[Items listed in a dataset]
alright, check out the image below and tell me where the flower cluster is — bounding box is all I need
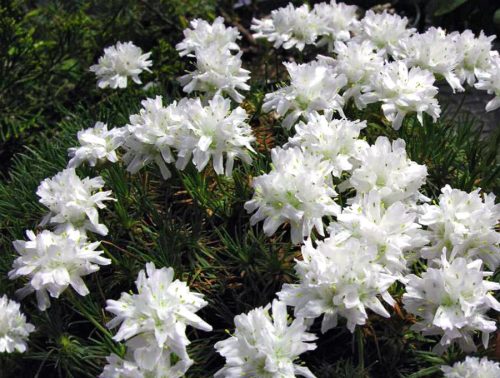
[328,190,428,276]
[252,2,499,128]
[344,136,427,205]
[286,112,368,177]
[11,168,113,309]
[68,122,127,168]
[123,94,255,179]
[0,295,34,353]
[90,41,152,89]
[441,356,500,378]
[278,238,397,333]
[10,229,110,310]
[177,17,250,102]
[215,300,317,378]
[263,60,347,129]
[245,146,340,244]
[36,168,114,235]
[419,185,500,270]
[103,263,212,375]
[403,254,500,353]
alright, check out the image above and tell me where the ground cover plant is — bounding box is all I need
[0,1,499,377]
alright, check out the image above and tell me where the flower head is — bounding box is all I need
[403,253,500,353]
[278,238,397,333]
[263,61,347,129]
[313,1,359,50]
[441,356,500,378]
[251,3,323,51]
[0,295,35,353]
[328,190,428,276]
[179,47,250,103]
[396,27,464,92]
[68,122,127,168]
[286,112,368,177]
[105,262,212,360]
[355,10,415,56]
[330,40,384,108]
[475,54,500,112]
[90,41,152,89]
[176,17,240,57]
[245,147,340,244]
[214,300,317,378]
[36,168,114,235]
[360,61,440,130]
[345,136,427,205]
[10,228,110,311]
[123,96,189,180]
[419,185,500,270]
[176,95,255,176]
[452,30,496,86]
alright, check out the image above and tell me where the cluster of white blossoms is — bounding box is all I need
[278,238,397,333]
[8,168,114,312]
[177,17,250,102]
[245,146,339,244]
[253,1,500,130]
[68,122,127,168]
[103,263,212,376]
[0,295,34,353]
[344,137,427,205]
[90,41,152,89]
[419,185,500,270]
[10,229,110,310]
[36,168,114,235]
[286,113,368,177]
[263,60,347,129]
[215,300,317,378]
[123,94,255,179]
[441,356,500,378]
[328,190,428,276]
[403,254,500,353]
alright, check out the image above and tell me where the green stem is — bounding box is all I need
[356,327,365,372]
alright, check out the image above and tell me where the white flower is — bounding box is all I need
[100,335,193,378]
[355,10,415,56]
[176,17,240,57]
[90,41,152,89]
[452,30,496,86]
[403,253,500,353]
[278,238,397,333]
[328,190,428,276]
[245,147,340,244]
[419,185,500,270]
[176,95,255,176]
[179,46,250,103]
[10,228,110,311]
[0,295,34,353]
[359,61,440,130]
[263,61,347,129]
[313,1,359,51]
[251,3,323,51]
[441,356,500,378]
[214,299,317,378]
[105,262,212,361]
[396,27,464,92]
[330,40,384,108]
[122,96,189,180]
[285,112,368,177]
[36,168,114,235]
[68,122,127,168]
[345,136,427,205]
[475,54,500,112]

**THE TASK**
Return the entries above exactly, skipping any images.

**ANSWER TO THIS PROBLEM**
alright, check out the image below and tell me where the flower cluster is — bounding box is all I need
[328,190,428,276]
[252,2,499,128]
[344,136,427,205]
[286,112,368,177]
[11,168,113,309]
[68,122,127,168]
[123,94,255,179]
[0,295,34,353]
[90,41,152,89]
[441,356,500,378]
[278,238,397,333]
[10,229,110,310]
[177,17,250,102]
[215,300,317,378]
[263,60,347,129]
[245,146,340,244]
[36,168,114,235]
[419,185,500,270]
[103,263,212,375]
[403,254,500,353]
alright, check out the image above and tell me where the ground cover plant is — bounding box is all I need
[0,1,499,377]
alright, check out the image above and tell me where the flower head is — bounding box is all I need
[403,253,500,353]
[278,238,397,333]
[263,61,347,129]
[313,1,359,50]
[441,356,500,378]
[251,3,323,51]
[0,295,35,353]
[328,190,428,276]
[179,47,250,103]
[396,27,464,92]
[68,122,127,168]
[286,112,368,177]
[105,262,212,360]
[355,10,415,56]
[330,40,384,108]
[475,54,500,112]
[90,41,152,89]
[176,17,240,57]
[245,147,340,244]
[214,300,317,378]
[36,168,114,235]
[360,61,440,130]
[345,136,427,205]
[10,228,110,311]
[123,96,189,180]
[419,185,500,270]
[176,95,255,176]
[452,30,496,86]
alright, check out the image above and tell me where the cluster of white blossoms is — bounding box is all I need
[278,238,397,333]
[8,168,114,312]
[177,17,250,102]
[245,146,339,244]
[253,1,500,130]
[68,122,127,168]
[103,263,212,376]
[0,295,34,353]
[344,137,427,205]
[90,41,152,89]
[419,185,500,270]
[10,229,110,310]
[36,168,114,235]
[286,113,368,177]
[263,60,347,129]
[215,300,317,378]
[123,94,255,179]
[441,356,500,378]
[328,190,428,276]
[403,254,500,353]
alright, check out the image above and tell me where the green stem is — bounding box is all I need
[356,327,365,372]
alright, check out the image above and tell me where the white flower is — bounding box is all I need
[100,335,193,378]
[355,10,415,56]
[176,17,240,57]
[90,41,152,89]
[452,30,496,86]
[403,253,500,353]
[278,238,397,333]
[328,190,428,276]
[245,147,340,244]
[419,185,500,270]
[176,95,255,176]
[179,46,250,103]
[10,228,110,311]
[0,295,34,353]
[359,61,440,130]
[263,61,347,129]
[313,1,359,51]
[251,3,323,51]
[441,356,500,378]
[214,299,317,378]
[105,262,212,361]
[396,27,464,92]
[330,40,384,108]
[122,96,189,180]
[285,112,368,177]
[36,168,114,235]
[68,122,127,168]
[345,136,427,205]
[475,54,500,112]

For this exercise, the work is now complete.